# Exercise requirements:
1. According to the HN-5 text, which Soviet system is the HN-5 a reverse-engineered version of?
2. Please print a passage from the HN-5 text word for word, beginning at the words "Development" and stopping after "of Strela 2.".

# Reading passage:
The HN-5 () is a family of first generation Chinese man-portable air-defense systems (MANPAD) based on Soviet technology.  The HN abbreviation is used to avoid confusion with HY (Hai Ying, or Sea Eagle) series anti-ship missiles of Silkworm missile family.  The HN-5 series in Chinese hands has been phased out in front-line and first line reserve units by QW series MANPAD, but still being used by militia units.

Development 
The HN-5 is a reverse-engineered version of the Soviet Strela 2 (SA-7). Due to the urgent need for MANPADs, North Vietnam provided China with an original sample during the Vietnam War and asked China to produce and supply NVA with copies.  However, due to the political turmoil in China, namely, the Cultural Revolution, the reverse-engineering process was slow and by the time the first small production batch was sent to Vietnam for evaluation, the results were ineffective because American aircraft has already adopted ECM to successfully counter HN-5 and its Soviet counterpart the Strela 2.  The dimensions and performance of HN-5 is extremely similar to that of Strela 2.

Variants

HN-5A
As the result of unsatisfactory performance of the original HN-5, China immediately begun to improve the missile and North Vietnam once again provided China with the original Soviet sample during the Vietnam War, this time the Strela 2M.  However, when the Chinese finally completed its improvement, it was already too late to see action, because the Vietnam War was over and the relationship between the two countries had soured.

# Given records:
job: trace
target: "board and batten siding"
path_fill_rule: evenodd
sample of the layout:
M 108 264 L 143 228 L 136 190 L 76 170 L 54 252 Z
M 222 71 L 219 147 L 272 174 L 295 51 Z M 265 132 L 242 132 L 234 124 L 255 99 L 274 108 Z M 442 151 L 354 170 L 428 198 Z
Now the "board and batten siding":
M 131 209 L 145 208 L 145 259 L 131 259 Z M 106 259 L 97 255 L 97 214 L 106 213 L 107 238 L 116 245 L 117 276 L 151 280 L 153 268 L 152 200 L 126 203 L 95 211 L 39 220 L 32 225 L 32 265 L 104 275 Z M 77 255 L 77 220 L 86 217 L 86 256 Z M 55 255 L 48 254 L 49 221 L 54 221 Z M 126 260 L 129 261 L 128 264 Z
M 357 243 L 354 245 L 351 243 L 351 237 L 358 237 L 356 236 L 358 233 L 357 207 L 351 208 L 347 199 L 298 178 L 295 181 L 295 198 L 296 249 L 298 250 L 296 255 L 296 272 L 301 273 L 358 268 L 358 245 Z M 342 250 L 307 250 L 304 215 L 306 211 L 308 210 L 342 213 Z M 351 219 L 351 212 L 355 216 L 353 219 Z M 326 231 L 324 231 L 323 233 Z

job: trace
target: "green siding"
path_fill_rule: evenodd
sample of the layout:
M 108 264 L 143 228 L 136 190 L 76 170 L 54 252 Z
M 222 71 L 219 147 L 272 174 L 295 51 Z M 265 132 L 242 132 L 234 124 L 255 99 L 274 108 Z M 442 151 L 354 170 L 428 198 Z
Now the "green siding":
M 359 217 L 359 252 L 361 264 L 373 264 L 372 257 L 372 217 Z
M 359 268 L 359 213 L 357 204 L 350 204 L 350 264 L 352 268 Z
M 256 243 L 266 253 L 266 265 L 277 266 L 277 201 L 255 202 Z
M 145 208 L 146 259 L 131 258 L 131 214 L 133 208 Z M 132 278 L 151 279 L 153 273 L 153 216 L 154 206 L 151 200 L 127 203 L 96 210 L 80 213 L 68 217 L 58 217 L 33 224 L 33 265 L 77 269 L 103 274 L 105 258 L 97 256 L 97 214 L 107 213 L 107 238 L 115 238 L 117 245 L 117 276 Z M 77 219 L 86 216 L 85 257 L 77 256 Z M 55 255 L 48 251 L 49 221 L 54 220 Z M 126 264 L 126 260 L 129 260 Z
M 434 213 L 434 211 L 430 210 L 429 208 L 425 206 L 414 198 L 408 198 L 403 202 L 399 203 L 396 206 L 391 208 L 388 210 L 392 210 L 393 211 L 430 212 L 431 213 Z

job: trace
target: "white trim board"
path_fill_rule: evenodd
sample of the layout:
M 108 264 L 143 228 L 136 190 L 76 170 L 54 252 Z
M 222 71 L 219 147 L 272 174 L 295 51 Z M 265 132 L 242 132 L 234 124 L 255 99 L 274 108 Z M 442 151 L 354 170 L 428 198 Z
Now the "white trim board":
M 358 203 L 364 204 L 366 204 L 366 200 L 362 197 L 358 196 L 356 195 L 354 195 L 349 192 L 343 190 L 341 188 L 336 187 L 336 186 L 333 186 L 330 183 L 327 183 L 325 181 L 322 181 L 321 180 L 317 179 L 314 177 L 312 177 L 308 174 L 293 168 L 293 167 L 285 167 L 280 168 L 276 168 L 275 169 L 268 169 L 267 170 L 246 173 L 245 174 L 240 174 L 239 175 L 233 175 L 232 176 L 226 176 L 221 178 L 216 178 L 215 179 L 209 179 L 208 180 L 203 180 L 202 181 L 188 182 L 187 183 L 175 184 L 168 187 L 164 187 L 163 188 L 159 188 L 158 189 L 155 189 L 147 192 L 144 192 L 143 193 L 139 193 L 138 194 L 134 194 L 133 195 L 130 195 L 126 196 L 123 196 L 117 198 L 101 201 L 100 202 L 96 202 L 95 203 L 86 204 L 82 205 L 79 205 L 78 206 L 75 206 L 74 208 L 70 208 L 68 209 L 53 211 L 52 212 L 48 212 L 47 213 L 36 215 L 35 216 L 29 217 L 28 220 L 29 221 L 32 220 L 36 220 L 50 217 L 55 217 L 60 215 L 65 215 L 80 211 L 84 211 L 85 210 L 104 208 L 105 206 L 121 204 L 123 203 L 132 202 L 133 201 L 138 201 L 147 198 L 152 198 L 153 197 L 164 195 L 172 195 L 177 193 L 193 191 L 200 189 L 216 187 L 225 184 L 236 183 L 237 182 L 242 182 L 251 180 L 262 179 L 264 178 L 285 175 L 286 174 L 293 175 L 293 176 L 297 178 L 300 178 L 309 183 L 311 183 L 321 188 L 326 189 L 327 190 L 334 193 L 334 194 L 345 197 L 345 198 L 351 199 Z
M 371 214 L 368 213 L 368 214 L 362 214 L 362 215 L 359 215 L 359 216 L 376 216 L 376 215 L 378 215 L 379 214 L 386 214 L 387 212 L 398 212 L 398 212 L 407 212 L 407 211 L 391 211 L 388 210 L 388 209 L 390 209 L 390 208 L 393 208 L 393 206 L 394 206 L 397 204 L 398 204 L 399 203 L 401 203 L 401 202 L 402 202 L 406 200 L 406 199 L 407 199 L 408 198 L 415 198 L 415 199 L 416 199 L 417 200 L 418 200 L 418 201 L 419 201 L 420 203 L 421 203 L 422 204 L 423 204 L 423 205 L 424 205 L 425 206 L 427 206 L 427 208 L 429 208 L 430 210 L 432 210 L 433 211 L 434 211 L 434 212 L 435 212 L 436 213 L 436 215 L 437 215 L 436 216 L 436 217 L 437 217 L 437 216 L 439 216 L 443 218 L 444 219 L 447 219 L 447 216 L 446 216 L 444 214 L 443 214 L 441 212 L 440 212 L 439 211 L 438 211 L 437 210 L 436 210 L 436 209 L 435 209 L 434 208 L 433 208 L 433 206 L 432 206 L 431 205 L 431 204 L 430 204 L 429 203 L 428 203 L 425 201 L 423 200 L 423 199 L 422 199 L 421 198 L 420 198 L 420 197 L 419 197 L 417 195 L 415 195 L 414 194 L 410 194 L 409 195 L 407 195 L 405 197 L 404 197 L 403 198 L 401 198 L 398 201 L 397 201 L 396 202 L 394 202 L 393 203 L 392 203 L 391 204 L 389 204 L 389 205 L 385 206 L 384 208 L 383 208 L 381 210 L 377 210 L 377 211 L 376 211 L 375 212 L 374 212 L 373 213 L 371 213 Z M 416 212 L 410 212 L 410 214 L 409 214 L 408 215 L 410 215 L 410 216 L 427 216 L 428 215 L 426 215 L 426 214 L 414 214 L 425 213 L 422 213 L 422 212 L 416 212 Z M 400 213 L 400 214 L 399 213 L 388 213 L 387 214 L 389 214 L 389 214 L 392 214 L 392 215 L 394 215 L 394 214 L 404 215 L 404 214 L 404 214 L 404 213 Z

# Responses:
1. The Soviet Strela 2 (SA-7).

2.
Development 
The HN-5 is a reverse-engineered version of the Soviet Strela 2 (SA-7). Due to the urgent need for MANPADs, North Vietnam provided China with an original sample during the Vietnam War and asked China to produce and supply NVA with copies.  However, due to the political turmoil in China, namely, the Cultural Revolution, the reverse-engineering process was slow and by the time the first small production batch was sent to Vietnam for evaluation, the results were ineffective because American aircraft has already adopted ECM to successfully counter HN-5 and its Soviet counterpart the Strela 2.  The dimensions and performance of HN-5 is extremely similar to that of Strela 2.